■ **WHAT YOU WILL DO**:
Count the lines in the records that contain the word "seated". Reply with the number alone.

Detection records
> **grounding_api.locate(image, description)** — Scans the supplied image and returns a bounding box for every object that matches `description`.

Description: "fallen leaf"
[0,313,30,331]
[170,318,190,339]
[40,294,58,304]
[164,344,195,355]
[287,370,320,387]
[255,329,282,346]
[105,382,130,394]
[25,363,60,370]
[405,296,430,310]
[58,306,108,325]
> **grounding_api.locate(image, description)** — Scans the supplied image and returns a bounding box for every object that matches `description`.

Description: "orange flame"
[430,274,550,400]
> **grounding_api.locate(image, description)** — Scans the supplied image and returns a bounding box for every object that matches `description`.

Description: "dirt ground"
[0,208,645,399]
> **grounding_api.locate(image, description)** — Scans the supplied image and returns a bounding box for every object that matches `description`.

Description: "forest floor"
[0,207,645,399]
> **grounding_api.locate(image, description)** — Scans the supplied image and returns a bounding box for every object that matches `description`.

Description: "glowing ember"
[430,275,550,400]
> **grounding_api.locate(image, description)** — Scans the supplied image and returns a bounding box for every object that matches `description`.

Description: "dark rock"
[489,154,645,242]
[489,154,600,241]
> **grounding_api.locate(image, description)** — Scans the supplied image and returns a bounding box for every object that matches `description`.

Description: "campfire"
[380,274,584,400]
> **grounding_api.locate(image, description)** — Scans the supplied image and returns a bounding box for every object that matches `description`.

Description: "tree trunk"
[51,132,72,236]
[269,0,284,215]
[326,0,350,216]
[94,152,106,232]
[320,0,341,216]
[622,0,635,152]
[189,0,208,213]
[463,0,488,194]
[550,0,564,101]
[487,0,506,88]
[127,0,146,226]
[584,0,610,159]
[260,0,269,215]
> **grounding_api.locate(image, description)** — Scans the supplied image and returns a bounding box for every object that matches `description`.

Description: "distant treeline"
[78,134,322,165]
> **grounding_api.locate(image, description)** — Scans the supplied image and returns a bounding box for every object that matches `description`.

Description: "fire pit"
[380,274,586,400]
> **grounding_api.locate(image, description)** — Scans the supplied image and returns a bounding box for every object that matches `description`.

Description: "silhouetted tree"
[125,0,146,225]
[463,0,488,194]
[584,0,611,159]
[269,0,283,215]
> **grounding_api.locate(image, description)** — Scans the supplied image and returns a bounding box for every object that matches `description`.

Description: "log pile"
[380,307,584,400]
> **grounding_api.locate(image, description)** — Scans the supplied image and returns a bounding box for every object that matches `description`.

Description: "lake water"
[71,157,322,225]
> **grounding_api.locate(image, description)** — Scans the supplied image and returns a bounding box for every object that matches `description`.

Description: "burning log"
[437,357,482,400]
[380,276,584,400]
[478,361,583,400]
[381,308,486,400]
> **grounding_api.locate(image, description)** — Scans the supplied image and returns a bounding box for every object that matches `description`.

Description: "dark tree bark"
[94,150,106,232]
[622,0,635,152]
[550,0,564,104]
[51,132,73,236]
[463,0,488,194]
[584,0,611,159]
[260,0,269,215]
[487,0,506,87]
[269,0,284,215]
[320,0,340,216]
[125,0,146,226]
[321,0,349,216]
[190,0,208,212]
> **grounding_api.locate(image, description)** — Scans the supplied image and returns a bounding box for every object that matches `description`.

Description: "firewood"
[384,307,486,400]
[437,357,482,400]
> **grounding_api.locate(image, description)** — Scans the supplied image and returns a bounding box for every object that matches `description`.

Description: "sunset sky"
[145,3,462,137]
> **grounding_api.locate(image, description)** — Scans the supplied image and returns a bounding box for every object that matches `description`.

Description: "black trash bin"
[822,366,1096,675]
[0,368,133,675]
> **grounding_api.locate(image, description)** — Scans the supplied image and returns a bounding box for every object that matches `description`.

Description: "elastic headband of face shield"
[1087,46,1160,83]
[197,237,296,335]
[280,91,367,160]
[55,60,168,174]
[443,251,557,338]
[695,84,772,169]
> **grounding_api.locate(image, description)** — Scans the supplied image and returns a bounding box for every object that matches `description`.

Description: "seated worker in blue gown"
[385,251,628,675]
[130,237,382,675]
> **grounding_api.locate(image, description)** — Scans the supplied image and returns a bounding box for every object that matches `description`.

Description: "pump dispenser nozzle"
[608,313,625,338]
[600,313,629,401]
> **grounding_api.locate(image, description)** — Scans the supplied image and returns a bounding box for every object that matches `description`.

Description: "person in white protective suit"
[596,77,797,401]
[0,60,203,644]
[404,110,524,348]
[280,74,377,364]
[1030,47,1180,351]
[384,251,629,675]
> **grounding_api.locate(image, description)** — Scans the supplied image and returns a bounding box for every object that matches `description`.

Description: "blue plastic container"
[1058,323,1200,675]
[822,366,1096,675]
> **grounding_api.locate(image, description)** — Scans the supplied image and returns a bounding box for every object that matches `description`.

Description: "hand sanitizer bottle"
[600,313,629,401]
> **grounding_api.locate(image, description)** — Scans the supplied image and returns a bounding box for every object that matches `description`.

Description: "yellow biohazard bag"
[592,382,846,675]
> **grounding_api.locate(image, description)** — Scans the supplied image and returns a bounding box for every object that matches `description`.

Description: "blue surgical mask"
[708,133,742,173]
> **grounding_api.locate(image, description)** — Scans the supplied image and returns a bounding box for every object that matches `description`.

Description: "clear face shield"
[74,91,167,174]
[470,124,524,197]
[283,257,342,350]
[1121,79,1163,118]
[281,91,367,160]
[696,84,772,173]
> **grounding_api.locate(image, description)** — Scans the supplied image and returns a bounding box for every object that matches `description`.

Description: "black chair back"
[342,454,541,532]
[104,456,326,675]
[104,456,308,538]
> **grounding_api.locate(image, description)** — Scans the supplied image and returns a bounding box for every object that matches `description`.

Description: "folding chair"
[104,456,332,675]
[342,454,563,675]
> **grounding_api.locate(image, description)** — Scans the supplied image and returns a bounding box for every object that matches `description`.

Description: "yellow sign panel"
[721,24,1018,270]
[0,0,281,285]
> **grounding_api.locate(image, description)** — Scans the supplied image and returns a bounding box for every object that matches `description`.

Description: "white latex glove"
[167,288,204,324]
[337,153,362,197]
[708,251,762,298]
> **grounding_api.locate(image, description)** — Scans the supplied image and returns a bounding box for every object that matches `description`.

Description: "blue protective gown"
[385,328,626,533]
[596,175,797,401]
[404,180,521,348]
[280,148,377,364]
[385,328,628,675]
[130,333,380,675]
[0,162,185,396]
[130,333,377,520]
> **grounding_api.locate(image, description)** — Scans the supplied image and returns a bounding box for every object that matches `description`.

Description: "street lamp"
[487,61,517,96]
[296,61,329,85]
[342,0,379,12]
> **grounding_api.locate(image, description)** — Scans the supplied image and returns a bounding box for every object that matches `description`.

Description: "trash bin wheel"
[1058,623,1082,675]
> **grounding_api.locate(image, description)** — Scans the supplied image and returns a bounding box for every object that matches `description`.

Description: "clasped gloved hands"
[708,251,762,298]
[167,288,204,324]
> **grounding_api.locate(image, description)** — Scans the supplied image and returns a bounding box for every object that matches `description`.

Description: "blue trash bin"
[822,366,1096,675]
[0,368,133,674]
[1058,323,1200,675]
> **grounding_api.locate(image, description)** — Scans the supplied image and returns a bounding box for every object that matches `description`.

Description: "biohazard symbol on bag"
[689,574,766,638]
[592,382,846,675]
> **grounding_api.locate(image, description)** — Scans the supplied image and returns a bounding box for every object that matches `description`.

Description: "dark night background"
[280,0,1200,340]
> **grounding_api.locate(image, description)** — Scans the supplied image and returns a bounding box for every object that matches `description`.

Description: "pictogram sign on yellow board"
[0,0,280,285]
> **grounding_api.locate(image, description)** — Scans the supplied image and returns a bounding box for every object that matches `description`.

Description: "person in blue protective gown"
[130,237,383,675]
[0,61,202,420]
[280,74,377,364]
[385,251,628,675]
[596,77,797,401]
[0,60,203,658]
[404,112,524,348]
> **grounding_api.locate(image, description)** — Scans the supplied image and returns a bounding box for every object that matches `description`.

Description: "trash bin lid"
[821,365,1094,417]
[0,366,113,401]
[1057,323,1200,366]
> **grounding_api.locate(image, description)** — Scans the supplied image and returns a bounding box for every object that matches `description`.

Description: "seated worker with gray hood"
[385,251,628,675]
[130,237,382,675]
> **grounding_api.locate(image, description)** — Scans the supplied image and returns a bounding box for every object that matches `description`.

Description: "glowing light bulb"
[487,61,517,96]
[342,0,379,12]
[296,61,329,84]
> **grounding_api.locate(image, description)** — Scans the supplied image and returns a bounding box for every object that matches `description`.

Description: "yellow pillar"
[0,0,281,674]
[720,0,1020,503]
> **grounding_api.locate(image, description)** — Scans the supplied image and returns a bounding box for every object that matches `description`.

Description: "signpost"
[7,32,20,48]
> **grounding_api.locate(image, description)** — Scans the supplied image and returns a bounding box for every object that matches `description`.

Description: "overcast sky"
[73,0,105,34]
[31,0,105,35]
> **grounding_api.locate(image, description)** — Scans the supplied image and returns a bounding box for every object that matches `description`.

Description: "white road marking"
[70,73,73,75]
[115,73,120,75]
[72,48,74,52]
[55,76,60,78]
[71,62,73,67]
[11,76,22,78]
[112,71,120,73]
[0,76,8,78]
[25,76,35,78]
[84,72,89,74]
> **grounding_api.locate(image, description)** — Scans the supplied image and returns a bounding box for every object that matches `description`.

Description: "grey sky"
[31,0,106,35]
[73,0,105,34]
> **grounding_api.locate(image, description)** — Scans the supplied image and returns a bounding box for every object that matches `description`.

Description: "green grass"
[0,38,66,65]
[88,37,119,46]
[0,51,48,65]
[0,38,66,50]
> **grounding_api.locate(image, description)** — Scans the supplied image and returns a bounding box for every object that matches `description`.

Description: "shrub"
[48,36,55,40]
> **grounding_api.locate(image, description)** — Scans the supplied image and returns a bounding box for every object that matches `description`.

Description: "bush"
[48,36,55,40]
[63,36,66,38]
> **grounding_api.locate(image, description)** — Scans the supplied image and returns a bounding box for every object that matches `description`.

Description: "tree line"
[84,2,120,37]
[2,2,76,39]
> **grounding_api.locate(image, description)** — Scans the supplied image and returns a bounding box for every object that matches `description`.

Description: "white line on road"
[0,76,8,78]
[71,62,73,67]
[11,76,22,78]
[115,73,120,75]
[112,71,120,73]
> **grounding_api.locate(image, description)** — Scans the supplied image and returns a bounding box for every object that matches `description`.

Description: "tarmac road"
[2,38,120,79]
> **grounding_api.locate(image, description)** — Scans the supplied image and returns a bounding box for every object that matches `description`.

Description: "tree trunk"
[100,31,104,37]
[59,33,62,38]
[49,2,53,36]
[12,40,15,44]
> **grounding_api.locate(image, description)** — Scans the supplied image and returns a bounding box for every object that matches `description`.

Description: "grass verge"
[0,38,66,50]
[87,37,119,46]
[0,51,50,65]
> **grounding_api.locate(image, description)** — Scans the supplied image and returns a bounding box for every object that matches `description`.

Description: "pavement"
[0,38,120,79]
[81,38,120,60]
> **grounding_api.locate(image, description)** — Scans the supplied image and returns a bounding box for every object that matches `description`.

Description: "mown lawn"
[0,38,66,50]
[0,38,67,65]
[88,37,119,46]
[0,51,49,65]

■ **ANSWER BELOW**:
2